WHAT TO PRODUCE:
Reproduce the entries exactly.
─── SUPPLIED ENTRIES
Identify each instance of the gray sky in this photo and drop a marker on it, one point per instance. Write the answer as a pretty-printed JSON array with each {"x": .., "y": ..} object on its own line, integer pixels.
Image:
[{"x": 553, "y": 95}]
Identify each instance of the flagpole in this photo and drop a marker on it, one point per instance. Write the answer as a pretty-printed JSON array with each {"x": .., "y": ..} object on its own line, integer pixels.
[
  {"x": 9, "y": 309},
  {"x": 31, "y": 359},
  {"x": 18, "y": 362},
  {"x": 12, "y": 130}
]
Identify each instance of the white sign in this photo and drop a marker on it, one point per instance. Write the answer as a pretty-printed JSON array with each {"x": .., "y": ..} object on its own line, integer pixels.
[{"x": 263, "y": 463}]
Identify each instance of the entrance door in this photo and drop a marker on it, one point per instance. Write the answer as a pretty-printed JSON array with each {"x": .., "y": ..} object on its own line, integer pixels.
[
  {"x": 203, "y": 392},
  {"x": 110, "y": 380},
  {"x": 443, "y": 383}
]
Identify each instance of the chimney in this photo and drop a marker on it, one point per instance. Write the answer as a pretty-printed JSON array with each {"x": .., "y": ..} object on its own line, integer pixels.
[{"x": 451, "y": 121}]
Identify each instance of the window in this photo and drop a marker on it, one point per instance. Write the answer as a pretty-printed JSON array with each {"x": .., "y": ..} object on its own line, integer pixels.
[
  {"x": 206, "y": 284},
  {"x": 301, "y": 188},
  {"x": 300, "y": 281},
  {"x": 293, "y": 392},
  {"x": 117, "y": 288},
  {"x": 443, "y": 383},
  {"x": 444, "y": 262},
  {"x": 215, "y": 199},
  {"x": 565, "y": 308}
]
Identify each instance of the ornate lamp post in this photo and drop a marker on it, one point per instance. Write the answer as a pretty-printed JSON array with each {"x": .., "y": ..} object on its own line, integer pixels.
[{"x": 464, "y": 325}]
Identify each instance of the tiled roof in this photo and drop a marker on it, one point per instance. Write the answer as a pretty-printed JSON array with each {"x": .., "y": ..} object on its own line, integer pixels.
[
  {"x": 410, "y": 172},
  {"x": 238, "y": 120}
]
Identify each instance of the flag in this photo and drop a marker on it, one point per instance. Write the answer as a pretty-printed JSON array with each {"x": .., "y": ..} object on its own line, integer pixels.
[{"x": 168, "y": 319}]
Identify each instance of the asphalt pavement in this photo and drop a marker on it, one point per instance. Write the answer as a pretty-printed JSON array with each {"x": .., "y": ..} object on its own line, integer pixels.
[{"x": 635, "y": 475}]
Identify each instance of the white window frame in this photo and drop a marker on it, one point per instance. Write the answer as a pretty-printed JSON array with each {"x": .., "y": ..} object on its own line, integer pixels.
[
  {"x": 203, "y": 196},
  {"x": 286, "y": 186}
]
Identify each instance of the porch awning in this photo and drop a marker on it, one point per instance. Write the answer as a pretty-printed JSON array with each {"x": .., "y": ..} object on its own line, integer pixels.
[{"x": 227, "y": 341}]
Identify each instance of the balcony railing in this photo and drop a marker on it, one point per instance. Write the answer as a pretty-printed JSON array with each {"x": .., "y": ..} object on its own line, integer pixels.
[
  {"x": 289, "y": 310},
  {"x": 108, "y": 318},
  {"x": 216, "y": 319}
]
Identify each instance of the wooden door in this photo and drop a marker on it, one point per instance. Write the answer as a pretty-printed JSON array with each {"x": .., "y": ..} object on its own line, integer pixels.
──────
ANSWER FOR THIS EXERCISE:
Identify each instance of the gray sky in this photo and drop a marker on it, one point per instance. Write the answer as a pretty-printed JSON array with each {"x": .., "y": ..} object on its own line, integer pixels.
Image:
[{"x": 553, "y": 95}]
Identify each instance of the flagpole in this photo and drop a marker on it, one point per instance. Write the answer as a pretty-printed JSON array with each {"x": .., "y": ..} object on its own line, integer pixels.
[
  {"x": 9, "y": 309},
  {"x": 31, "y": 359},
  {"x": 18, "y": 362},
  {"x": 12, "y": 130}
]
Identify each instance of the white sign in this photo and drop a marker on it, one point per instance. Write the answer as a pretty-printed JSON array with each {"x": .., "y": ..} object on its own line, integer pixels.
[{"x": 263, "y": 463}]
Identify each instance of the entrance door in this photo and drop a marker on it, one point per instance. Write the answer as a pretty-printed JSON array with each {"x": .., "y": ..} object on its own line, integer pixels.
[
  {"x": 203, "y": 392},
  {"x": 110, "y": 380},
  {"x": 443, "y": 383}
]
Identify each instance of the chimney in this photo and drop a marker on it, one point per instance. Write the answer as a pretty-printed JSON array with each {"x": .., "y": ..} object on its own line, integer pixels.
[{"x": 451, "y": 121}]
Identify each instance of the window in this photo and drop a marker on it, one point per instance. Write the answer as a pretty-printed JSON array with each {"x": .., "y": ..} object on its own line, integer pixels.
[
  {"x": 206, "y": 284},
  {"x": 301, "y": 188},
  {"x": 300, "y": 281},
  {"x": 293, "y": 392},
  {"x": 117, "y": 288},
  {"x": 443, "y": 383},
  {"x": 444, "y": 262},
  {"x": 215, "y": 199},
  {"x": 565, "y": 308}
]
Identify each instance of the ornate lamp post in this photo and drop a marker on it, one point per instance. Write the answer as a pretty-printed JSON array with each {"x": .., "y": ..} object on its own line, integer pixels.
[{"x": 464, "y": 325}]
Identify each instance of the tiled roof in this photo and drop a marker on it, one point per instance. Write the answer as a pretty-printed JSON array with each {"x": .., "y": ..} object on its own line, integer pixels.
[
  {"x": 410, "y": 172},
  {"x": 238, "y": 120}
]
Identify each instance of the flag in this photo and drop a marker on it, one point per instance. Write the answer as a pretty-printed JSON array with each {"x": .., "y": ..} object on its own line, integer pixels.
[{"x": 168, "y": 319}]
Identify each instance of the asphalt pavement in this photo and drop a marker on it, one point per instance. Write the answer as a pretty-printed JSON array with each {"x": .., "y": ..} object on its own line, integer pixels.
[{"x": 635, "y": 475}]
Identify each instance of the white window frame in this photo and drop a marker on it, one point per instance. Write the answer as a pretty-printed JSON array with each {"x": .., "y": ..} object on its own line, integer pixels.
[
  {"x": 203, "y": 196},
  {"x": 286, "y": 186}
]
Identify each instance of the porch awning in this photo and drop a marker on it, one point per instance. Write the answer as a pretty-printed JSON array with each {"x": .., "y": ..} object on its own line, integer pixels.
[{"x": 227, "y": 341}]
Identify each instance of the balcony railing in this photo and drop a marker on it, one point per instance. Write the answer as a pretty-printed JSON array with each {"x": .., "y": ..} object on its own line, integer pixels.
[
  {"x": 289, "y": 310},
  {"x": 108, "y": 318},
  {"x": 216, "y": 319}
]
Identify each instance of the wooden door in this photo and drop a marker on it, one point per instance. Write the answer as a pretty-printed JSON array with each {"x": .., "y": ..} object on its own line, integer pixels.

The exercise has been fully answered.